(Entries from a pointing dataset)
· · ·

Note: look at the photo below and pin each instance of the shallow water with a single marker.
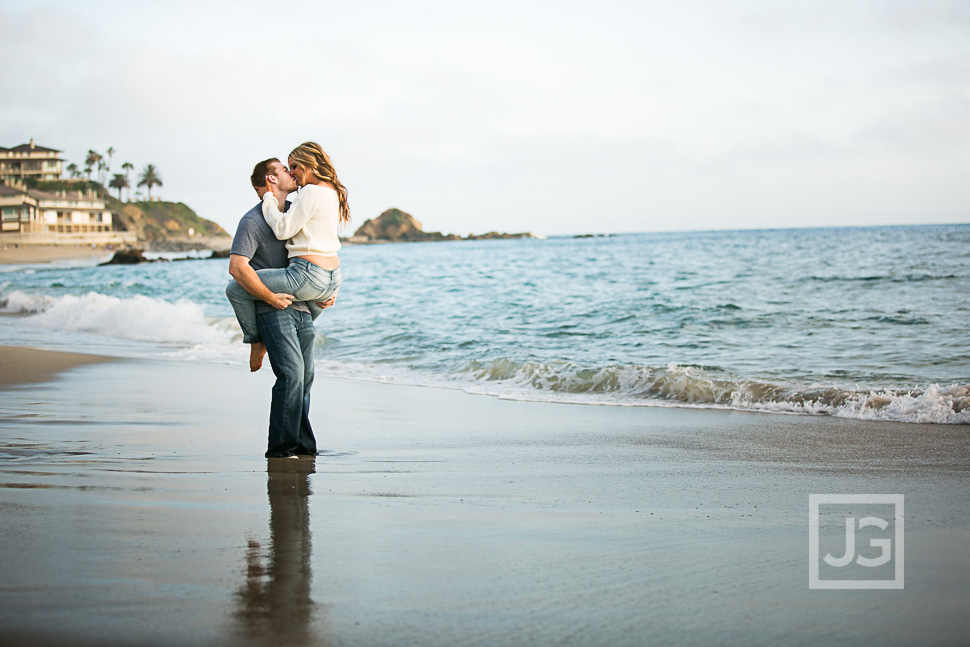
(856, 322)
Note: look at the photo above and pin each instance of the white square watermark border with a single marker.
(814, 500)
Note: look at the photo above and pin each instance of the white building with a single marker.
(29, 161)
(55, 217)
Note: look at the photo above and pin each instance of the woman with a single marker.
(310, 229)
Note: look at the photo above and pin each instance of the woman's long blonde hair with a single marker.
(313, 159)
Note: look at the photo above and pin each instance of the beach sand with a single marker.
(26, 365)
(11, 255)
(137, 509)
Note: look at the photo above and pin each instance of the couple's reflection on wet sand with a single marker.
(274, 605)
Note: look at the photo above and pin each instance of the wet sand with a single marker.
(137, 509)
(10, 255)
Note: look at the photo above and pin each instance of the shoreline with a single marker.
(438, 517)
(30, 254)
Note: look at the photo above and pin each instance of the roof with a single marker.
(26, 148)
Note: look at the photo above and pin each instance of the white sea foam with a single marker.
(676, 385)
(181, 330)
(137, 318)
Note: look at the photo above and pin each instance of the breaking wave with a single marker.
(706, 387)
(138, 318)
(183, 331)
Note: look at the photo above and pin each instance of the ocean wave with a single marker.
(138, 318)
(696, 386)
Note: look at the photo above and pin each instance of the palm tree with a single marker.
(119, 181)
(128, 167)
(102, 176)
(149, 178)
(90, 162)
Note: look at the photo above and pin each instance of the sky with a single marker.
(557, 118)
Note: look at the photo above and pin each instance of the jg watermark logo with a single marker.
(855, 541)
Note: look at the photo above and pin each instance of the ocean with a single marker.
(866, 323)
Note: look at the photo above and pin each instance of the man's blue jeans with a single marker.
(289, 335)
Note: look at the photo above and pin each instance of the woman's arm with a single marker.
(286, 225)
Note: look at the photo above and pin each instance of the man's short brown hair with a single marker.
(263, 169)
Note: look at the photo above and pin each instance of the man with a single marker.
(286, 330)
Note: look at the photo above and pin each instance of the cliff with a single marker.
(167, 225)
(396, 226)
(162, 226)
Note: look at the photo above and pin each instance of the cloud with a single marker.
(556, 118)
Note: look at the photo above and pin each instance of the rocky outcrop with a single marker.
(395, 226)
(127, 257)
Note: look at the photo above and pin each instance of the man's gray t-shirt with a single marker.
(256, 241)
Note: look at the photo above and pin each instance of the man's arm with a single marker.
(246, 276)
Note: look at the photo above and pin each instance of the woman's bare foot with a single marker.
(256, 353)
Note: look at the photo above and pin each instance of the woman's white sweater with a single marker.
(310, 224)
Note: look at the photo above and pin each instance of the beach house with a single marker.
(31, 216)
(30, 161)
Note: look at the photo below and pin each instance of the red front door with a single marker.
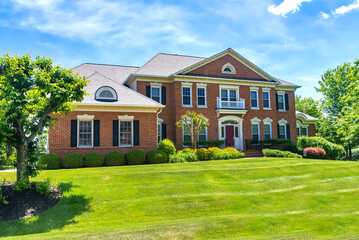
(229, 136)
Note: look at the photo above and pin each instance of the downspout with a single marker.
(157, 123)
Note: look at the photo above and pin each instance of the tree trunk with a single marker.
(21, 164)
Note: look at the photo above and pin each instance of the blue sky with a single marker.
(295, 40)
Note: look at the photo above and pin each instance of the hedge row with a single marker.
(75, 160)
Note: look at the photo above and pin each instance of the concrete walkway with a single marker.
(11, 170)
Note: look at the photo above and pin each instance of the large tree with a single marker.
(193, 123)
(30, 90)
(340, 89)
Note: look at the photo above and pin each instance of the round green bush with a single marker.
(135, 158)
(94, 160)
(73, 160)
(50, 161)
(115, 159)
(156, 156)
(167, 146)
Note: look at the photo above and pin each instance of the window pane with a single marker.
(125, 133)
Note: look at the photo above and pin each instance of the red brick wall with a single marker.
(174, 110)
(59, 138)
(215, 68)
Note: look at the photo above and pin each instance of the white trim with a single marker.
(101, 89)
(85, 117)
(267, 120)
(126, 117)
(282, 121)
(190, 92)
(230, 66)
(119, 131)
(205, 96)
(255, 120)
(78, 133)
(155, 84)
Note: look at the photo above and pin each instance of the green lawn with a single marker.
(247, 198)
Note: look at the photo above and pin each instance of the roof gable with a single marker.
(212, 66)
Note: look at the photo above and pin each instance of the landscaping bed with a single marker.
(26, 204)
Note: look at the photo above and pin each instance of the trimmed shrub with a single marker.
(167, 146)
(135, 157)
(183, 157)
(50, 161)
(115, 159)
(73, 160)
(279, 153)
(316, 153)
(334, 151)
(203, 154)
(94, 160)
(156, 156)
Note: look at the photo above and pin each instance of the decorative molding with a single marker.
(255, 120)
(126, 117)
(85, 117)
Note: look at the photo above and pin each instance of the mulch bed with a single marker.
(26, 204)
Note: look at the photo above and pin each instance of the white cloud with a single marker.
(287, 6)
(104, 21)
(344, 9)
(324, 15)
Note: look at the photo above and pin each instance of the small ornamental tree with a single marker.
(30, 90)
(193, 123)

· · ·

YOUR OBJECTIVE:
Could you recast every entry above as a Markdown table with the columns n and Line, giving each line its own numbered row, skipping blank lines, and leaving the pictures out?

OUTPUT FOR THIS TASK:
| n | Line |
|---|---|
| 1 | Note: look at the photo below and pin each instance of the shallow water with a single marker. |
| 2 | (856, 322) |
| 3 | Note: look at the photo above and pin each instance of the white square watermark border with a single marker. |
| 4 | (814, 500) |
| 5 | Note: look at the photo above and pin each instance of the white building with a single marker. |
| 6 | (29, 161) |
| 7 | (55, 217) |
| 8 | Note: look at the photo above and pin each instance of the woman with a single marker. |
| 9 | (310, 229) |
| 10 | Note: look at the photo above and pin each instance of the woman's long blonde hair with a single marker. |
| 11 | (313, 159) |
| 12 | Note: look at the photo above and pin each instance of the beach sand with a single marker. |
| 13 | (26, 365) |
| 14 | (11, 255) |
| 15 | (137, 509) |
| 16 | Note: look at the photo above and pin each instance of the couple's reflection on wet sand with a single marker. |
| 17 | (274, 605) |
| 18 | Note: look at the photo above and pin each instance of the wet sand with a single marker. |
| 19 | (137, 509) |
| 20 | (10, 255) |
| 21 | Note: look at the photo above and pin each instance of the shoreline with a single marker. |
| 22 | (438, 517) |
| 23 | (30, 254) |
| 24 | Note: look at the photo above and pin each instance of the roof with a single marker. |
| 25 | (26, 148) |
| 26 | Note: look at the photo above and pin each instance of the white sea foam with a single marker. |
| 27 | (676, 385) |
| 28 | (181, 330) |
| 29 | (137, 318) |
| 30 | Note: look at the photo above and pin each instance of the breaking wave with a single marker. |
| 31 | (706, 387) |
| 32 | (138, 318) |
| 33 | (183, 331) |
| 34 | Note: look at the photo above and pin each instance of the ocean wave with a single marker. |
| 35 | (138, 318) |
| 36 | (696, 386) |
| 37 | Note: look at the photo above and pin each instance of the palm tree with a single marker. |
| 38 | (119, 181) |
| 39 | (128, 167) |
| 40 | (102, 176) |
| 41 | (149, 178) |
| 42 | (90, 162) |
| 43 | Note: look at the photo above and pin each instance of the sky with a single marker. |
| 44 | (557, 118) |
| 45 | Note: look at the photo above and pin each instance of the jg watermark logo with a single marker. |
| 46 | (855, 541) |
| 47 | Note: look at the photo above and pin each instance of the ocean with a single marker. |
| 48 | (866, 323) |
| 49 | Note: look at the photo above and pin each instance of the man's blue jeans with a single marker. |
| 50 | (289, 335) |
| 51 | Note: look at the photo above and pin each instance of the woman's arm with a single marker. |
| 52 | (286, 225) |
| 53 | Note: look at the photo above and pin each instance of the man's short brown hair with a single marker. |
| 54 | (263, 169) |
| 55 | Note: look at the photo above and pin each instance of the man with a single marker. |
| 56 | (286, 330) |
| 57 | Note: look at the photo above and pin each instance of the cliff with a single marker. |
| 58 | (167, 225) |
| 59 | (396, 226) |
| 60 | (162, 226) |
| 61 | Note: look at the photo above and pin each instance of the cloud with a single marker. |
| 62 | (556, 118) |
| 63 | Note: look at the photo above and pin each instance of the rocky outcrop with a single marker. |
| 64 | (395, 226) |
| 65 | (127, 257) |
| 66 | Note: look at the photo above and pin each instance of the man's gray t-shirt with a single marker. |
| 67 | (256, 241) |
| 68 | Note: look at the photo above and pin each instance of the man's arm with a single marker. |
| 69 | (246, 276) |
| 70 | Note: look at the photo above and pin each instance of the woman's bare foot with a single marker. |
| 71 | (256, 353) |
| 72 | Note: look at the photo above and pin each instance of the woman's white sweater with a single marker. |
| 73 | (310, 224) |
| 74 | Note: look at the photo above and pin each instance of the beach house with a single marker. |
| 75 | (31, 216) |
| 76 | (30, 161) |
| 77 | Note: look at the photo below and pin each instance of the red front door with a single marker. |
| 78 | (229, 136) |
| 79 | Note: look at the photo above and pin each instance of the downspout with a single marker. |
| 80 | (157, 123) |
| 81 | Note: look at the photo above and pin each instance of the tree trunk with a single marker. |
| 82 | (21, 164) |
| 83 | Note: look at the photo above and pin each instance of the blue sky with a single marker. |
| 84 | (295, 40) |
| 85 | Note: look at the photo above and pin each instance of the hedge row with a single marker. |
| 86 | (75, 160) |
| 87 | Note: look at the photo above and pin each instance of the concrete walkway with a single marker. |
| 88 | (11, 170) |
| 89 | Note: look at the photo above and pin each instance of the large tree with a single marker. |
| 90 | (193, 123) |
| 91 | (30, 90) |
| 92 | (340, 89) |
| 93 | Note: look at the photo above and pin each instance of the round green bush with a single marker. |
| 94 | (135, 158) |
| 95 | (94, 160) |
| 96 | (73, 160) |
| 97 | (50, 161) |
| 98 | (115, 159) |
| 99 | (156, 156) |
| 100 | (167, 146) |
| 101 | Note: look at the photo above and pin each instance of the window pane with a single marker. |
| 102 | (125, 133) |
| 103 | Note: look at the photo above and pin each instance of the red brick wall with a single marker. |
| 104 | (174, 110) |
| 105 | (59, 138) |
| 106 | (215, 68) |
| 107 | Note: look at the photo above and pin each instance of the white trim with a single marker. |
| 108 | (101, 89) |
| 109 | (85, 117) |
| 110 | (267, 120) |
| 111 | (126, 117) |
| 112 | (282, 121) |
| 113 | (190, 92) |
| 114 | (230, 66) |
| 115 | (119, 131) |
| 116 | (205, 96) |
| 117 | (255, 120) |
| 118 | (78, 133) |
| 119 | (155, 84) |
| 120 | Note: look at the photo above and pin each instance of the green lawn with a single marker. |
| 121 | (247, 198) |
| 122 | Note: look at the photo above and pin each instance of the roof gable with a single marker. |
| 123 | (212, 66) |
| 124 | Note: look at the photo above and pin each instance of the landscaping bed with a single marker. |
| 125 | (26, 204) |
| 126 | Note: look at the photo above and pin each instance of the trimmed shrub with a single marker. |
| 127 | (167, 146) |
| 128 | (135, 157) |
| 129 | (183, 157) |
| 130 | (50, 161) |
| 131 | (115, 159) |
| 132 | (73, 160) |
| 133 | (279, 153) |
| 134 | (316, 153) |
| 135 | (334, 151) |
| 136 | (203, 154) |
| 137 | (94, 160) |
| 138 | (156, 156) |
| 139 | Note: look at the photo above and pin each instance of the decorative molding with a single marker. |
| 140 | (255, 120) |
| 141 | (126, 117) |
| 142 | (85, 117) |
| 143 | Note: look at the photo above and pin each instance of the mulch bed with a single marker. |
| 144 | (26, 204) |
| 145 | Note: look at the photo above and pin each instance of the white cloud with a single marker. |
| 146 | (287, 6) |
| 147 | (104, 21) |
| 148 | (344, 9) |
| 149 | (324, 15) |
| 150 | Note: look at the photo above and pin each instance of the small ornamental tree with a single marker. |
| 151 | (30, 90) |
| 152 | (193, 123) |